Problem to work on: Copy out all of the data below with no alterations.

[Pointing records]

★ ★ ★ ★ ★

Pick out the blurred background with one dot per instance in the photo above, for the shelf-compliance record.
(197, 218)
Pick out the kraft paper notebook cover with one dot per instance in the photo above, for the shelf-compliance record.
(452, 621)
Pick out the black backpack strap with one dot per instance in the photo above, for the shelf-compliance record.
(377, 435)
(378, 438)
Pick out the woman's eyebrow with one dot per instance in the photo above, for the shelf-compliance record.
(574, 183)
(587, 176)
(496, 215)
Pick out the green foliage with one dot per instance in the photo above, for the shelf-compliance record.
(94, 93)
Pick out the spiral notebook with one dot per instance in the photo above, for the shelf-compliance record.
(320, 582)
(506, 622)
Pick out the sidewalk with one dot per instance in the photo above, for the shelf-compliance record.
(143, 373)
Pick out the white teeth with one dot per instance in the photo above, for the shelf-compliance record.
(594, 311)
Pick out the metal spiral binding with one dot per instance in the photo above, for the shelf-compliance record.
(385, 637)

★ ★ ★ ★ ★

Answer to this task:
Pick out the blurred background with one dot per instance in the photo above, for the shelf-compliance record.
(197, 218)
Pick out the kraft paper notebook cover with one dot per instance in the photo above, for the shelf-compliance record.
(452, 621)
Pick out the black backpack strap with one dot per instance in the photo above, for the shelf-compliance record.
(377, 435)
(378, 438)
Pick out the woman's eyebrow with one dot per instance in the photo above, for the shelf-compliance record.
(574, 183)
(587, 176)
(496, 215)
Pick out the green foliage with one dot per instance in the photo above, for the shelf-compliance record.
(94, 93)
Pick out the spiral notebook with one dot per instance in the photo above, for the shelf-compliance record.
(320, 582)
(506, 622)
Pick out the sidewalk with one dot per instance in the photo above, for the shelf-compliance record.
(143, 373)
Pick out the white teeth with one dot per instance in the photo above, for the shelf-compliance record.
(594, 311)
Pick out the metal spiral binding with one dot per instance in the photo above, for the shelf-compliance record.
(385, 637)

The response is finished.